- _Input_

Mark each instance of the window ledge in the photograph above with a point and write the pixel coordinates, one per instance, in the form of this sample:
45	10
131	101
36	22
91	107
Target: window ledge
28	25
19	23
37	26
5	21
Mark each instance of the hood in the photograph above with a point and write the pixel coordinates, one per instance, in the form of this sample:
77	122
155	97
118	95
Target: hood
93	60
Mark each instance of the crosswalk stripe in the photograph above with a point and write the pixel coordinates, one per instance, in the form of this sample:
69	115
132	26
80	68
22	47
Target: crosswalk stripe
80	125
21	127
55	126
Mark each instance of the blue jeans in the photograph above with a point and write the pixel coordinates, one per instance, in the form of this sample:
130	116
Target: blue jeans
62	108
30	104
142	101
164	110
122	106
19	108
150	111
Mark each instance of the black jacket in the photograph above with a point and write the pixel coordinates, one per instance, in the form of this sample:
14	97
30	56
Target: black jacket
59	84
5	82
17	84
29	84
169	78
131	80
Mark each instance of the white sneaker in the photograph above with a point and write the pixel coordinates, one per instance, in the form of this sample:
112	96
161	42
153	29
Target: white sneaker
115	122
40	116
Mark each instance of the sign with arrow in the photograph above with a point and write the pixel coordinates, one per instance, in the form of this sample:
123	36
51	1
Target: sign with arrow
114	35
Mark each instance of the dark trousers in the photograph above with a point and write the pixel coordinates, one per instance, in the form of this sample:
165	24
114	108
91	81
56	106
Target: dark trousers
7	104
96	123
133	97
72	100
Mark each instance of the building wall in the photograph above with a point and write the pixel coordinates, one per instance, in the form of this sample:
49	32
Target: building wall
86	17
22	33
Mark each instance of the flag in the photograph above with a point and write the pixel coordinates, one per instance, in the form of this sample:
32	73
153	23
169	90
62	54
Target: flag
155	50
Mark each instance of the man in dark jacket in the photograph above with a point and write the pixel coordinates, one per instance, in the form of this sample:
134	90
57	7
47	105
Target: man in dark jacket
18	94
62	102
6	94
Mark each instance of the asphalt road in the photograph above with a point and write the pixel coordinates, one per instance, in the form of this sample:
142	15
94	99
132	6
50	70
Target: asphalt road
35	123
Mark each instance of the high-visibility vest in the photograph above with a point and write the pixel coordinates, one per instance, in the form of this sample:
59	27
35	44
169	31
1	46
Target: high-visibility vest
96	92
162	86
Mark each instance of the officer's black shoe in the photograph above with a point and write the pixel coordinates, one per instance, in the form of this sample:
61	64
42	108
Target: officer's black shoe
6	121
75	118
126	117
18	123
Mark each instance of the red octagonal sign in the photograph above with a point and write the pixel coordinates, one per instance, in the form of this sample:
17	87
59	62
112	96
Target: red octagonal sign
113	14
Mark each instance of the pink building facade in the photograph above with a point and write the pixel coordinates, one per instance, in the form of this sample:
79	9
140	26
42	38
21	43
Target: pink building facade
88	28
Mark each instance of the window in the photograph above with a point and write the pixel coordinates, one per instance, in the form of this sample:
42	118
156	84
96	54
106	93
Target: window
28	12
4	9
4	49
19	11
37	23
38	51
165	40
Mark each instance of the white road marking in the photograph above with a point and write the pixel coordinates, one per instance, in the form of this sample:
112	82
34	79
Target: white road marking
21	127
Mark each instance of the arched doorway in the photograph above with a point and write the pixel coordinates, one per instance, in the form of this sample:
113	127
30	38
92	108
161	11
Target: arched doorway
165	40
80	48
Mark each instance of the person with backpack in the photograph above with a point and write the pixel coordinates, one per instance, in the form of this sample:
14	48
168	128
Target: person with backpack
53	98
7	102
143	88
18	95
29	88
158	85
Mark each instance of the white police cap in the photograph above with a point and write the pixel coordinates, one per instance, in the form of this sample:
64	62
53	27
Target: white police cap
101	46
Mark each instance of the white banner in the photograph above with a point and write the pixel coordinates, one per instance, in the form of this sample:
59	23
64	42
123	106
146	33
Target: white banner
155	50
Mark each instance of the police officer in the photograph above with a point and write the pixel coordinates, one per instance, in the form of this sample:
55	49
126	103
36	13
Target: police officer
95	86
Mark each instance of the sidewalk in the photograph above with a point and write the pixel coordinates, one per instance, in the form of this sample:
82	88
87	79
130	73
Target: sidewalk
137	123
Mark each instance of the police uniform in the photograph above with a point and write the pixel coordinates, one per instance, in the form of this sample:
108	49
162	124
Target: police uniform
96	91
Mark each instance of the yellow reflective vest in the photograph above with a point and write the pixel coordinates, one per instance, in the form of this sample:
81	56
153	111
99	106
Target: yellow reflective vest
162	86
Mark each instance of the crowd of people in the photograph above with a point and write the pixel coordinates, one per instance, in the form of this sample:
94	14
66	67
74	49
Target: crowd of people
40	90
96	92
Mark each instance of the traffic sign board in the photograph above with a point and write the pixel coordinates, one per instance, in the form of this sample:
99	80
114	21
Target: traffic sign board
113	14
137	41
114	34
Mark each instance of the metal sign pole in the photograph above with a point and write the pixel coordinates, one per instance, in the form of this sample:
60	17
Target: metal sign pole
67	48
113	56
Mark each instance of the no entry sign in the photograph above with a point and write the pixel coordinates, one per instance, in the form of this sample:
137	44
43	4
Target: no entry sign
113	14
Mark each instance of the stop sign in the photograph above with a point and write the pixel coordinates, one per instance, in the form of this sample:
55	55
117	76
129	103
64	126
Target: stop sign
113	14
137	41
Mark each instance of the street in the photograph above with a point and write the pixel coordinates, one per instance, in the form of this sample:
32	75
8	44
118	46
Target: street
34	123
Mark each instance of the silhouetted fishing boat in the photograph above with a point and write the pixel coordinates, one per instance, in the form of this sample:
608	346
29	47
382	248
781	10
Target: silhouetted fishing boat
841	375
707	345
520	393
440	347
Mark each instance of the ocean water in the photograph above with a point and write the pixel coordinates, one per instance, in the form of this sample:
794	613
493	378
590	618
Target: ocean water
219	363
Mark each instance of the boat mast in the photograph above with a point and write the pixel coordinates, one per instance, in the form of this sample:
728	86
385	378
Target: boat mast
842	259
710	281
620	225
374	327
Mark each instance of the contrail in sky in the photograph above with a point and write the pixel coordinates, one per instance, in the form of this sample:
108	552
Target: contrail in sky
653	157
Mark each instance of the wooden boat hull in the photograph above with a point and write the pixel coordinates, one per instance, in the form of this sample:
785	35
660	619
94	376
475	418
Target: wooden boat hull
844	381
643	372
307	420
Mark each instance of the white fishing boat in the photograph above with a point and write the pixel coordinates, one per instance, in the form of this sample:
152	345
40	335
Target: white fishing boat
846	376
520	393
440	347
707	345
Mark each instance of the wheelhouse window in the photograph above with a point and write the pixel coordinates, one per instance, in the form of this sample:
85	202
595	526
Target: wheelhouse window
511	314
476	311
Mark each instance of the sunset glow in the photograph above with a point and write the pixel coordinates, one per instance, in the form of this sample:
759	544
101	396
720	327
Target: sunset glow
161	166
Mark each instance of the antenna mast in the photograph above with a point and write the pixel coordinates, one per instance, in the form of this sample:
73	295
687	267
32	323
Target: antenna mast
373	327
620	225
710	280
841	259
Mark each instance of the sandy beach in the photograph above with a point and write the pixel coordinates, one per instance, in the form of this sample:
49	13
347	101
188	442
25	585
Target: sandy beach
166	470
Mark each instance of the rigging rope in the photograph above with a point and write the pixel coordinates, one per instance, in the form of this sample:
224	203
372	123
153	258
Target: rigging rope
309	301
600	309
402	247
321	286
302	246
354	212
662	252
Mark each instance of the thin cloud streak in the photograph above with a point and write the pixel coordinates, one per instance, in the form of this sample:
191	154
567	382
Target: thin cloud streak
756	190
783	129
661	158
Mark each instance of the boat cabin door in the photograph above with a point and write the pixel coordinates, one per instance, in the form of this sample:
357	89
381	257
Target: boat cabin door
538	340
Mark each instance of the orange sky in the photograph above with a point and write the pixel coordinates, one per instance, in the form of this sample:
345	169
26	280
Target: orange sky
...
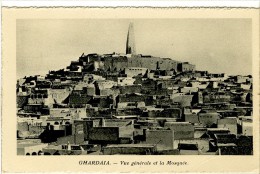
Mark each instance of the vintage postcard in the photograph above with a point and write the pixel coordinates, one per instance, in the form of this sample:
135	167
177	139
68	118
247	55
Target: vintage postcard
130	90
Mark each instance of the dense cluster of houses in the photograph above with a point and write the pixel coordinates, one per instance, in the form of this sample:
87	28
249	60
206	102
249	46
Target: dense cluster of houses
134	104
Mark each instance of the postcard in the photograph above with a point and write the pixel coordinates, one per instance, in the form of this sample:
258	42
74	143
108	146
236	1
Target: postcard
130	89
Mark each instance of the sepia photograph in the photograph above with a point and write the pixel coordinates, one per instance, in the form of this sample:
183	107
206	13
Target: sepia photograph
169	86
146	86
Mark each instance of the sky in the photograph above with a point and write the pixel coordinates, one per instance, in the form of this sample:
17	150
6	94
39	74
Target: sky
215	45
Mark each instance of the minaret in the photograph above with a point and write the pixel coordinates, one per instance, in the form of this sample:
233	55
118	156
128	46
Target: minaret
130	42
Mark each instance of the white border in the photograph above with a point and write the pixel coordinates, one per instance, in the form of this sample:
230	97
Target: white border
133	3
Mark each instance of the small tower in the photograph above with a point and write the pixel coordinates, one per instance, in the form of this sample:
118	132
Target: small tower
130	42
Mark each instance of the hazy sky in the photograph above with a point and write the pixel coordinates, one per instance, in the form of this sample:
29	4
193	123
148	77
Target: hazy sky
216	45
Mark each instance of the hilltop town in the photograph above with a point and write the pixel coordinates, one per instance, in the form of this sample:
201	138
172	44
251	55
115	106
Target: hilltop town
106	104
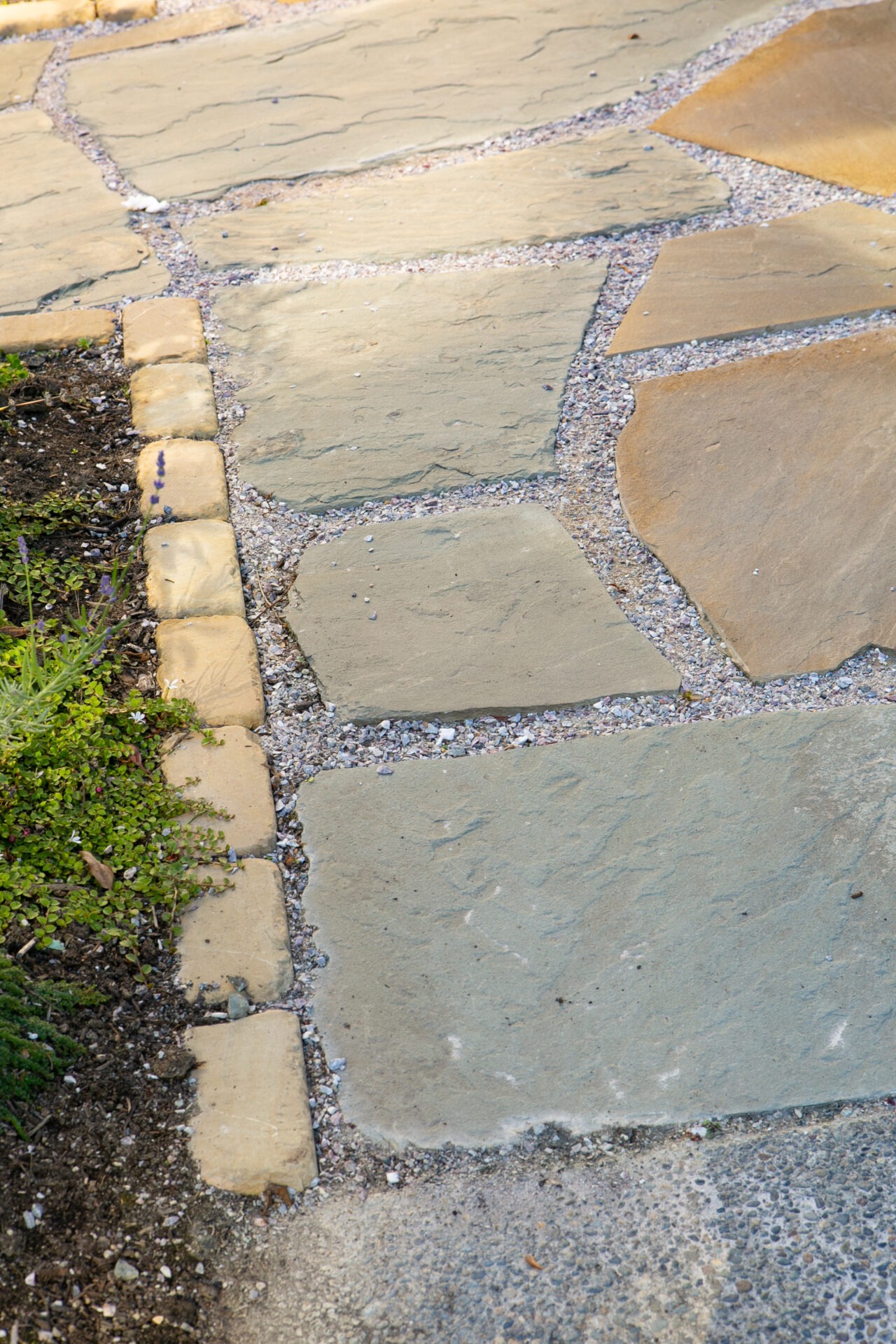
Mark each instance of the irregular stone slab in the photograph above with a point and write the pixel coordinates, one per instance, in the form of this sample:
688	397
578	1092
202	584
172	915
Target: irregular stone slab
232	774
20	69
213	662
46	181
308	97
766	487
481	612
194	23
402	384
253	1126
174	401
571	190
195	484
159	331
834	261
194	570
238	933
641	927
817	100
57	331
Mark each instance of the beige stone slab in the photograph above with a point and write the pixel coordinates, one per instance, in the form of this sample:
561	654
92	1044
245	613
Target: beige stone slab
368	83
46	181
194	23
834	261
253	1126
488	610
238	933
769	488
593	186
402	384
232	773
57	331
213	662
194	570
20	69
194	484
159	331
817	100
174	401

- _What you will do_
From the listing above, pull out every line that contains the string "silhouetted", matching case exactly, and copy each one as it appears.

- _Answer in full_
Mark each instance of the silhouetted fishing boat in the photograph above with a point and write the pixel coordinates, one per instance, in the form of this sample:
Target: silhouetted fishing boat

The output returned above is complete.